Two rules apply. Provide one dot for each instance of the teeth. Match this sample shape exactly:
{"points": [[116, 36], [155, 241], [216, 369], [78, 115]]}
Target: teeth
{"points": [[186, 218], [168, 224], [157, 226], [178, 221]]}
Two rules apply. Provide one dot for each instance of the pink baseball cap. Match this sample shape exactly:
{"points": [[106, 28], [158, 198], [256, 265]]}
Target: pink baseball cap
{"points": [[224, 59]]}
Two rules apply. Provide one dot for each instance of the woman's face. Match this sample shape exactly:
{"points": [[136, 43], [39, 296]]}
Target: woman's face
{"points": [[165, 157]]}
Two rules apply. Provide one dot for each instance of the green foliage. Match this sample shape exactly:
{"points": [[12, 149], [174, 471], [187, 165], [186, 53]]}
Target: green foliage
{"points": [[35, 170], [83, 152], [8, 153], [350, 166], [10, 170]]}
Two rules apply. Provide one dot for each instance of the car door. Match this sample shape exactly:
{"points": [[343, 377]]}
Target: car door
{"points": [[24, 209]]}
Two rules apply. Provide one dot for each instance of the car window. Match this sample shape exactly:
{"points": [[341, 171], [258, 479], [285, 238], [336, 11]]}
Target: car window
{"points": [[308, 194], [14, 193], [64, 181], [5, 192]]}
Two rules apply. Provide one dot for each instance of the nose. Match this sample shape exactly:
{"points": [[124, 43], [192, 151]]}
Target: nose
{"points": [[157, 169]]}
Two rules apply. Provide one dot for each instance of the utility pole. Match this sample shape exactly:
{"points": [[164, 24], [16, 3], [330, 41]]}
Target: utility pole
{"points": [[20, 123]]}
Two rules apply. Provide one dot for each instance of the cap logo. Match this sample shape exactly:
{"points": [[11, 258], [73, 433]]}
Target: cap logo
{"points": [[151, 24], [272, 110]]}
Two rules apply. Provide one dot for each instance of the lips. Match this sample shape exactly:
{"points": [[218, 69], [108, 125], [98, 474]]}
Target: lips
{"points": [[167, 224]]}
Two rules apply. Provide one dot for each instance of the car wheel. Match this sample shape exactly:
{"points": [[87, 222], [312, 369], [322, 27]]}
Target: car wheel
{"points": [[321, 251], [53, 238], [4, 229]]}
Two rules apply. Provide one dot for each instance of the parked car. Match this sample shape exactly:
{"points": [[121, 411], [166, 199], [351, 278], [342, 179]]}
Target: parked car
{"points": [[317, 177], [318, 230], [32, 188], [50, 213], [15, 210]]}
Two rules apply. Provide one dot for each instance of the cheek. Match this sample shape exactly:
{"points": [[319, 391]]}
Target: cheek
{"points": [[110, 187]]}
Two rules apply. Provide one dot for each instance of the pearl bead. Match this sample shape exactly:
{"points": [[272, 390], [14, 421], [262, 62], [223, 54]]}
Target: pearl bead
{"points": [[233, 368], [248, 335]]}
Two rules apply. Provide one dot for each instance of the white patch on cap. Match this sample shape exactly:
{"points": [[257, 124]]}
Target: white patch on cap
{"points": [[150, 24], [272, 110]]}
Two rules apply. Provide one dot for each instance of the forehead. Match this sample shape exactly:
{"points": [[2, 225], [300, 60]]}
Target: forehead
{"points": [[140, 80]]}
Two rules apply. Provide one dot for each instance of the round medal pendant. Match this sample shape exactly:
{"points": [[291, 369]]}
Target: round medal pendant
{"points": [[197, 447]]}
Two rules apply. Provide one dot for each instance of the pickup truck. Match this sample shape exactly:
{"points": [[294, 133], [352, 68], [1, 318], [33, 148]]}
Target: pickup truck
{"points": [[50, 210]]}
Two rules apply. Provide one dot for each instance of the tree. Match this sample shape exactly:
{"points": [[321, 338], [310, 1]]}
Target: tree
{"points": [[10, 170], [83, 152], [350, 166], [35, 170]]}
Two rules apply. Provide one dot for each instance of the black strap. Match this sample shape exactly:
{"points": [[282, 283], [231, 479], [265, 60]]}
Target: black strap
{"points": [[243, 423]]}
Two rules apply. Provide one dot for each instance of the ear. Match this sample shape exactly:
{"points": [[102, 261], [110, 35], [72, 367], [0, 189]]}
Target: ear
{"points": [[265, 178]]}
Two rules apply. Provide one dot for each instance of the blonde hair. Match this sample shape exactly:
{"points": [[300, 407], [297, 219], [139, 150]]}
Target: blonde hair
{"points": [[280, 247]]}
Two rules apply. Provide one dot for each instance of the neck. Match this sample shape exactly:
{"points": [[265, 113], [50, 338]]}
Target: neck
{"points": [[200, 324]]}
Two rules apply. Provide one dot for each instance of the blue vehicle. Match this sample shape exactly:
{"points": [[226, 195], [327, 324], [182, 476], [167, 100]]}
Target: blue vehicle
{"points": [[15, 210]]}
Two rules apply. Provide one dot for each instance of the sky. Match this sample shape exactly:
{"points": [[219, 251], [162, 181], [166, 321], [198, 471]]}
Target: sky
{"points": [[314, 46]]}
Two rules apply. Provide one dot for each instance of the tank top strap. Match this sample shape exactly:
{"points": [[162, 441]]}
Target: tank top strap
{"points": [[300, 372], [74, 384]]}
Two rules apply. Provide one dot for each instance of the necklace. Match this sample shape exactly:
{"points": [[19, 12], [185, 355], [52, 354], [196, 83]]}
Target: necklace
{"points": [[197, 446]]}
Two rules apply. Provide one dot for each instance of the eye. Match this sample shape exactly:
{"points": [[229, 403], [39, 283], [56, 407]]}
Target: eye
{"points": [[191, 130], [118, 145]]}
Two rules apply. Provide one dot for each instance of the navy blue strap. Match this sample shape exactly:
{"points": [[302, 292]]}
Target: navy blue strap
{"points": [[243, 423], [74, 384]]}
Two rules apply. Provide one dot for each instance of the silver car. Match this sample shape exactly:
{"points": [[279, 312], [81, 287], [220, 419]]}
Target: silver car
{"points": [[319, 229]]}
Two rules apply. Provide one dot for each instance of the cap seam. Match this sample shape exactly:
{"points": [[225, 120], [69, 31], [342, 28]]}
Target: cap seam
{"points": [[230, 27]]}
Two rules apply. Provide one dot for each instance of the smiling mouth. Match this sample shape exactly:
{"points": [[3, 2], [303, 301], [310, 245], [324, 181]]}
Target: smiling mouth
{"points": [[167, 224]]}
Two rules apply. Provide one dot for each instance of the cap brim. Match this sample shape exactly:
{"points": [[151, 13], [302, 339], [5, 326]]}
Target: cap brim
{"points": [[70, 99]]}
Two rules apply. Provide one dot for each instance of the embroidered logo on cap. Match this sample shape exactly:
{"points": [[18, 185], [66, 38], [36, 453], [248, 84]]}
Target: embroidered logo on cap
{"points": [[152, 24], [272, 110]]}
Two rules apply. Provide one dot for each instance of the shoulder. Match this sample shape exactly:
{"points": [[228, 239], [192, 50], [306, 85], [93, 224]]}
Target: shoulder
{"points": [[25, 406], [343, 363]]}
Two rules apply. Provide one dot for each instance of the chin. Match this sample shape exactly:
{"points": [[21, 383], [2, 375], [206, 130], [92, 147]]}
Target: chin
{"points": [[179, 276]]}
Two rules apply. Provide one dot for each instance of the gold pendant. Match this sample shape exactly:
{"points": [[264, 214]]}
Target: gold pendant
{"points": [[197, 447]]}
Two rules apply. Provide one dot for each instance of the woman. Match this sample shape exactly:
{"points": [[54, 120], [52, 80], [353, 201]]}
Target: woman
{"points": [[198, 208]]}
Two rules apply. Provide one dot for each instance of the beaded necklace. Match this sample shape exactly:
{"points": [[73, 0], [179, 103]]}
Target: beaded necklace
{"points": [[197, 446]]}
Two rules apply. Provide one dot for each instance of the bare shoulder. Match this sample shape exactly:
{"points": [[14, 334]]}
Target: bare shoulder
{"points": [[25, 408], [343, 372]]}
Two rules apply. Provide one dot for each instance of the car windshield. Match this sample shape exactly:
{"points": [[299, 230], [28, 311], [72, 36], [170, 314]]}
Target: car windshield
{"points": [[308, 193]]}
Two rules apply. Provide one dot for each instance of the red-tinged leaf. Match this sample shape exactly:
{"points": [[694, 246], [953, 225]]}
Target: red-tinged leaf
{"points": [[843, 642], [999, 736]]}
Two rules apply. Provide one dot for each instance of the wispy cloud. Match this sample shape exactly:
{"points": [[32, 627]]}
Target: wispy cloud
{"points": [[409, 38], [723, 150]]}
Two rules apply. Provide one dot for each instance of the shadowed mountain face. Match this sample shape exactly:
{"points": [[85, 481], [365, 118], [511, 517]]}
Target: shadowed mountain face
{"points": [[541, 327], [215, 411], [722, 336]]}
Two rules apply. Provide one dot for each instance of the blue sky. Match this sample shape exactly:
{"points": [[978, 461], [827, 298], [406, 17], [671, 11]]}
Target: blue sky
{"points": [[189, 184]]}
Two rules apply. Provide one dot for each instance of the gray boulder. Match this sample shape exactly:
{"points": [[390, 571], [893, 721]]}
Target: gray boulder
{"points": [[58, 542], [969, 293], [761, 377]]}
───
◆ WHAT IS NEEDED ◆
Copy out the range of lines above starting at the line with "Target: blonde hair" and ending at the line with "of the tank", exactly and including both.

◆ REPLY ◆
Target: blonde hair
{"points": [[280, 247]]}
Two rules apply. Provide one dot for each instance of the neck. Match this sample shape exactly:
{"points": [[265, 113], [50, 338]]}
Target: neck
{"points": [[200, 324]]}
Two rules apply. Provide one dot for each instance of the blue vehicle. Match this sample shape exactly:
{"points": [[226, 195], [327, 324], [182, 476], [167, 100]]}
Target: blue vehicle
{"points": [[15, 210]]}
Two rules apply. Provide one dot for each instance of the sky. Match this sample shape exactly:
{"points": [[219, 251], [162, 181], [166, 321], [198, 471]]}
Target: sky
{"points": [[314, 46]]}
Two rules apply. Provide one dot for each instance of the tank top strap. Match this sample shape exactly:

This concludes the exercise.